# What you will do
Everything in the records must be reproduced exactly, except for the pictures.

# Input data
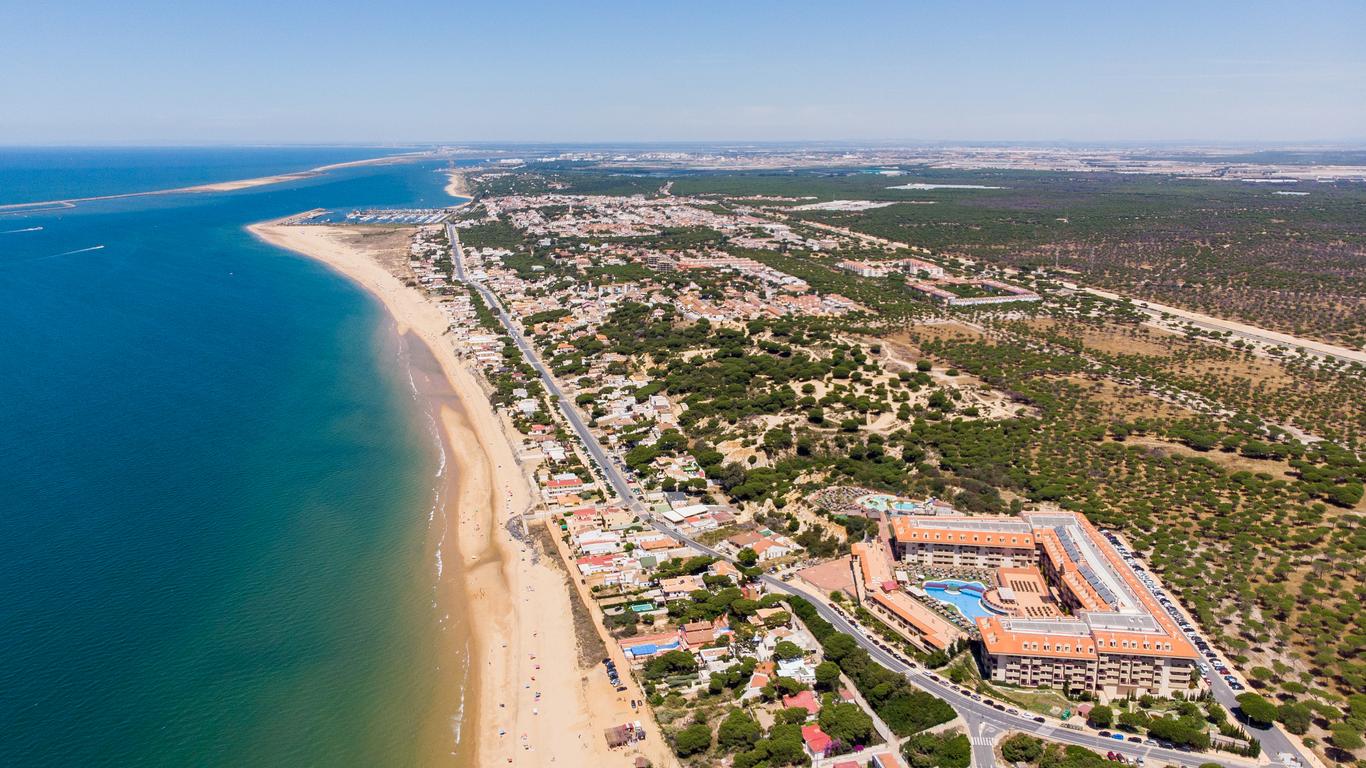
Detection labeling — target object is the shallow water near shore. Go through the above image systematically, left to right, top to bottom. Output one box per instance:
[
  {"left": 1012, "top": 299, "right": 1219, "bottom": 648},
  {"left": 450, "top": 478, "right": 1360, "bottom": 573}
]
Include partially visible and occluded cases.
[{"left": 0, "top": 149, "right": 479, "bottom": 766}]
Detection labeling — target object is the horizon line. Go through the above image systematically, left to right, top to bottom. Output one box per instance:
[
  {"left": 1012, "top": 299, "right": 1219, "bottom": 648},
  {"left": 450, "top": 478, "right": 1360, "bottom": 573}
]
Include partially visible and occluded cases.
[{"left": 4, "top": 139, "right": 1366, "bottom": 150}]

# Task output
Detection labeling — target object is the shallow water near shore. Go through the above image systematically, left to right, top to bottom. Output one box per instance:
[
  {"left": 1012, "top": 299, "right": 1219, "bottom": 648},
  {"left": 450, "top": 478, "right": 1360, "bottom": 573}
]
Include partially visible and occluded cases.
[{"left": 0, "top": 149, "right": 479, "bottom": 766}]
Detection labeling — target object is the horizon line. Go through the above image systematically, left to right, top to bottom. Output one box per instance:
[
  {"left": 1012, "top": 299, "right": 1219, "bottom": 648},
  {"left": 450, "top": 478, "right": 1360, "bottom": 573}
]
Include partially visible and occluded cases.
[{"left": 4, "top": 139, "right": 1366, "bottom": 150}]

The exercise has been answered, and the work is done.